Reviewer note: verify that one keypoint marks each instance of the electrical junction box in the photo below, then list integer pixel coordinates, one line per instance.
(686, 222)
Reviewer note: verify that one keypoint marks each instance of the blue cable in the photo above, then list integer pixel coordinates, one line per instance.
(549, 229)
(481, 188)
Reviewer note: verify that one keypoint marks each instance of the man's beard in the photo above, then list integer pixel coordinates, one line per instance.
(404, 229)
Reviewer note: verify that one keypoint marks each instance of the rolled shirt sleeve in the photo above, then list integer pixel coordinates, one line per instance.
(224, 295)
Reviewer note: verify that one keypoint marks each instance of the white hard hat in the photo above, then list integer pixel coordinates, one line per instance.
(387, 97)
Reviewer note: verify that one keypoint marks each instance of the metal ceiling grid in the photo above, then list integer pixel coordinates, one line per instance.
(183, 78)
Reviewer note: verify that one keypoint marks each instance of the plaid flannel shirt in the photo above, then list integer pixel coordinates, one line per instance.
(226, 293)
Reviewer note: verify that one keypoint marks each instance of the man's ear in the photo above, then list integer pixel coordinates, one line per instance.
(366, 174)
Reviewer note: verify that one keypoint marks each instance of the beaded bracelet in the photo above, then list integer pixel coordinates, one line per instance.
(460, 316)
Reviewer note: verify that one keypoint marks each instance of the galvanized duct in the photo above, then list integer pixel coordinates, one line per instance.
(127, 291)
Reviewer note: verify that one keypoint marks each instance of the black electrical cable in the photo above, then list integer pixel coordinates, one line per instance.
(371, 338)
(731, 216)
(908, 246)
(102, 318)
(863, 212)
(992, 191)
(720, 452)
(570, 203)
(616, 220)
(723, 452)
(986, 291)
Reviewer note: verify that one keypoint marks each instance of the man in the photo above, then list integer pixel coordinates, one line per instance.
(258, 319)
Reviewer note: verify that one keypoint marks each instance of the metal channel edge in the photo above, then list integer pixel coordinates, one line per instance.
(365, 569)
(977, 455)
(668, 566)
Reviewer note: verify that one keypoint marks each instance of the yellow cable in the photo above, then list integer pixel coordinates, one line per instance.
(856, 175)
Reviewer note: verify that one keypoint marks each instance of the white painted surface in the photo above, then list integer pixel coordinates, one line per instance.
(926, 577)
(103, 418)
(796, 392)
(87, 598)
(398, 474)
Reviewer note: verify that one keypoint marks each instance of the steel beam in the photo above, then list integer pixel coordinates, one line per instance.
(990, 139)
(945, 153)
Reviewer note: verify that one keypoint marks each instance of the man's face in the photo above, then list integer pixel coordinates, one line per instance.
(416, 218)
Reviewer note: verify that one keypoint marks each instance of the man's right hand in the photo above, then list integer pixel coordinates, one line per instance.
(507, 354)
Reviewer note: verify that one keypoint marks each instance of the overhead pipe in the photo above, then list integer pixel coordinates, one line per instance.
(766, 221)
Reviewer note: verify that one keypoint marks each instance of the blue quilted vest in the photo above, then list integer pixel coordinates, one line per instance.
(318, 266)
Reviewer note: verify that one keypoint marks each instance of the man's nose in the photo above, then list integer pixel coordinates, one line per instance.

━━━━━━━━━━━━━━━━━━━━━━━━━━━━━━

### Work request:
Restate the entries. Match them exactly.

### Result for this exercise:
Reviewer note: verify that one keypoint marks each instance of the electrical junction box in the photo below, then list integer pixel coordinates, one line per instance.
(686, 222)
Reviewer note: verify that one keypoint marks each instance of the blue cable in the photo above, then list integer pixel coordinates, one line per instance.
(549, 229)
(481, 188)
Reviewer note: verify that one keypoint marks each instance of the man's beard in the photo above, then list integer pixel coordinates, one line per instance.
(404, 229)
Reviewer note: verify that one keypoint marks each instance of the rolled shirt sleeve in the photo above, then list integer pixel coordinates, one line per instance.
(224, 295)
Reviewer note: verify that one keypoint marks each instance of the white hard hat in the photo above, then list integer pixel coordinates, one line per instance.
(387, 97)
Reviewer note: verify that one keypoint marks each instance of the metal ceiling grid in the photo above, then list integer pixel coordinates, one line per instance.
(183, 78)
Reviewer note: verify that one keypoint marks each instance of the plaid flannel shirt in the photo above, then list integer pixel coordinates, one line per instance.
(226, 293)
Reviewer note: verify that one keypoint marks each instance of the man's ear in the photo above, then list integer pixel coordinates, one line per instance.
(366, 174)
Reviewer note: verify that one keypoint marks each instance of the beaded bracelet in the photo above, then list integer pixel coordinates, one line per instance.
(460, 316)
Reviewer note: verify that one keypoint marks each instance of the galvanized duct in the photo above, then list integer pixel coordinates, one line per instance.
(127, 291)
Reviewer note: verify that one keypoint marks each instance of the black electrical cable in the photo above, then list integer pixel coordinates, one line per instance.
(371, 338)
(731, 216)
(908, 246)
(102, 318)
(863, 212)
(992, 191)
(720, 452)
(570, 203)
(616, 220)
(723, 452)
(986, 291)
Reviewer note: verify that one keypoint marks each instance of the man in the photo above, then list integer pixel coordinates, one line per instance.
(258, 319)
Reviewer note: verify that one keypoint marks each instance of the metal channel edge in the photo above, then list integer pixel coordinates, one line per instance.
(365, 569)
(977, 455)
(668, 566)
Reviewer note: verify that one keypoint marks each instance of the yellow cable in the photo above, then list integer pixel coordinates, one line per instance.
(856, 175)
Reviewer note: verify that one keypoint marks each instance of the white painted surface in the photo above, then list integer pixel coordinates, one line per instance.
(926, 577)
(103, 418)
(796, 392)
(87, 598)
(398, 474)
Reviewer note: verify that one keypoint marks each instance of the steel beam in the photo above, then list integer pixel coordinates, one line per instance.
(990, 139)
(945, 153)
Reviewer note: verify that one keypoint marks each instance of the man's face in the photo above, then list integer pixel coordinates, one line per instance.
(416, 218)
Reviewer note: verify that one keypoint marks each instance of the man's right hand in the photo above, then list integer pixel coordinates, one line per instance.
(507, 354)
Reviewer note: verify that one keypoint marks each instance of the overhead pipe in the photo above, then list integer pixel coordinates, one line per instance.
(766, 221)
Reviewer note: verify that one keypoint marks each instance of the blue quilted vest in the photo above, then list integer pixel coordinates, one line per instance.
(318, 266)
Reviewer note: verify that one keypoint marks each instance of the man's nose in the photo above, then list integer pixel coordinates, one line per instance.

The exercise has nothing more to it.